*ROWS*
******************************

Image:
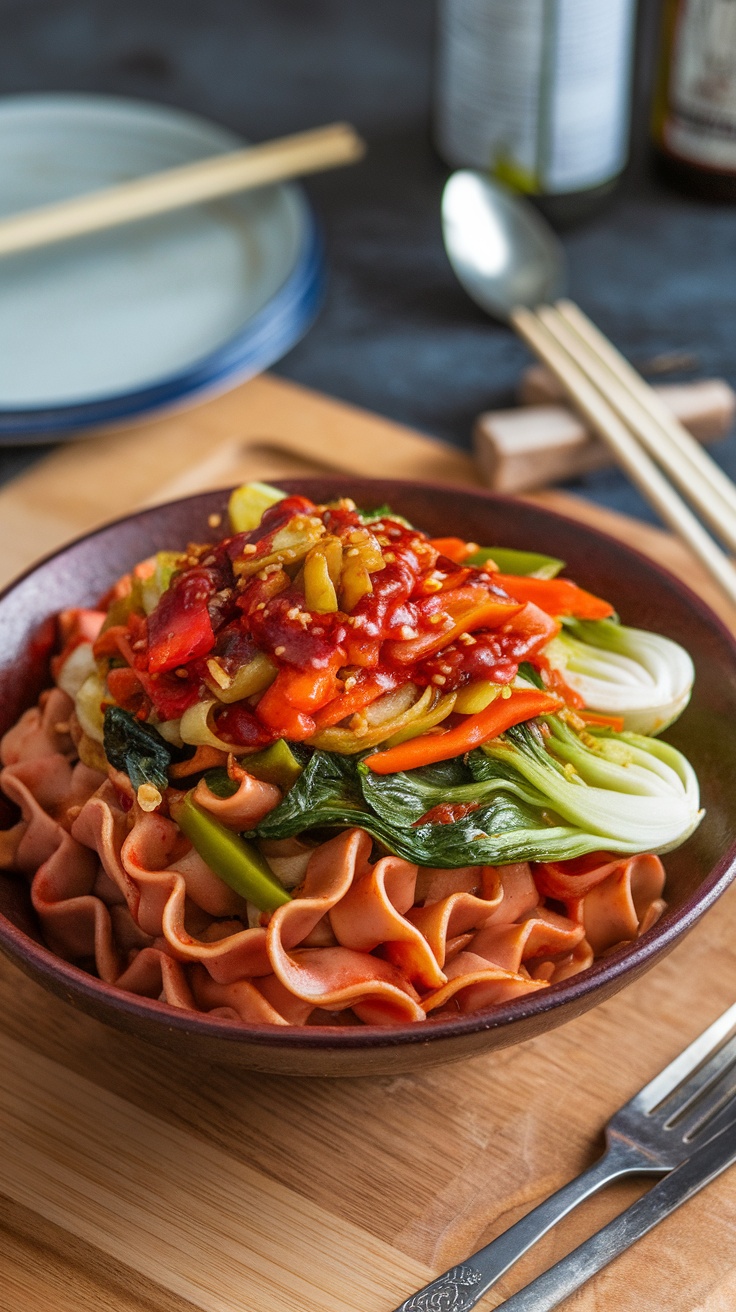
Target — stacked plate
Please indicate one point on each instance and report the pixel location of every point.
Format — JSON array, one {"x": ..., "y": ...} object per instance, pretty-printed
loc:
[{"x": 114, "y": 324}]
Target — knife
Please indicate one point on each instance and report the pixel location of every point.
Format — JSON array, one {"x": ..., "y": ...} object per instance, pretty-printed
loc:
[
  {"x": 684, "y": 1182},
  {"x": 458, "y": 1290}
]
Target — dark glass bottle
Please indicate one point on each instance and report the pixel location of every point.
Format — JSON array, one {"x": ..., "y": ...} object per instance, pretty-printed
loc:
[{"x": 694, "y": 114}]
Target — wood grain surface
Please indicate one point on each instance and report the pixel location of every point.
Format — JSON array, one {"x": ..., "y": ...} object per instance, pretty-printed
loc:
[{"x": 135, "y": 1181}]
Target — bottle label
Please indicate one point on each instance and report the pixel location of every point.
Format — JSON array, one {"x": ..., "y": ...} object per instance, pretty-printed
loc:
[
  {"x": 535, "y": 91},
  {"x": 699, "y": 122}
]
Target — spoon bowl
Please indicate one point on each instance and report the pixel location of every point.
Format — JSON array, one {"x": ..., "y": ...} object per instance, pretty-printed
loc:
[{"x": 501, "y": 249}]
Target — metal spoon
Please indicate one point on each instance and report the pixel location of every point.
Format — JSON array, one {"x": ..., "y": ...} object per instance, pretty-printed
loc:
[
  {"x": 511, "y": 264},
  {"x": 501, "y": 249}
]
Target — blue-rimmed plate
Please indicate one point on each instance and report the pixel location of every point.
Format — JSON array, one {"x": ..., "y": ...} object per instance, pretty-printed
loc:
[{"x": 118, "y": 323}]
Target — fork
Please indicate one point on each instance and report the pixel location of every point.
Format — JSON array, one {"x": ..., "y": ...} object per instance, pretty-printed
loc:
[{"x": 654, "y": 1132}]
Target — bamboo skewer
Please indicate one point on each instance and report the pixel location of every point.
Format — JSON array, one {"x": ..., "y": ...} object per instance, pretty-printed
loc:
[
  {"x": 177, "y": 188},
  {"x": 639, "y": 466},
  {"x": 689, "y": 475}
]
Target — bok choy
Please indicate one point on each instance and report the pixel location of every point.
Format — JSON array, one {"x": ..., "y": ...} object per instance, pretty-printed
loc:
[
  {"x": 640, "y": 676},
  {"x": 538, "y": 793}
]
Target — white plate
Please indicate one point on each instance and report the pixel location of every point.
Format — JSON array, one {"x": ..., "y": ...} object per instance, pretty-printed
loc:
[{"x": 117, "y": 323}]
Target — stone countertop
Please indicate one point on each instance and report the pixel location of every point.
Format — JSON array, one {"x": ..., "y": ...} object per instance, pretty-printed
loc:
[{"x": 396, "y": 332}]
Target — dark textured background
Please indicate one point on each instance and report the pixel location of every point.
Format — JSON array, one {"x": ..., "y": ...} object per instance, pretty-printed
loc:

******************************

*TASK TO CARRY OUT*
Reproduce the lines from the one containing "Target — bok choy" to the end of the entries, keeping both ends and adding nothing.

*SOLUTION TO THIS EXERCISE*
Target — bok choy
Please indicate one point on each instance and report the pixel location of every point.
Format — JSON array, one {"x": ..., "y": ...} object per instance, pretty-printed
loc:
[
  {"x": 640, "y": 676},
  {"x": 538, "y": 793}
]
Target — white plate
Please indicate one point on each instance and report the pixel location of every point.
Format — JSON array, one {"x": ..., "y": ...} object per instance, pretty-printed
loc:
[{"x": 117, "y": 323}]
Target — stone countertop
Please indicate one point on each instance and report the pixel location of every point.
Format — JSON array, one {"x": ..., "y": ...} object per instance, pretty-printed
loc:
[{"x": 396, "y": 332}]
Target — dark textured background
Please indicate one point on each instance and report the pixel location of every point.
Format — JSON array, one {"x": ..., "y": ...} object per instance, pretty-printed
loc:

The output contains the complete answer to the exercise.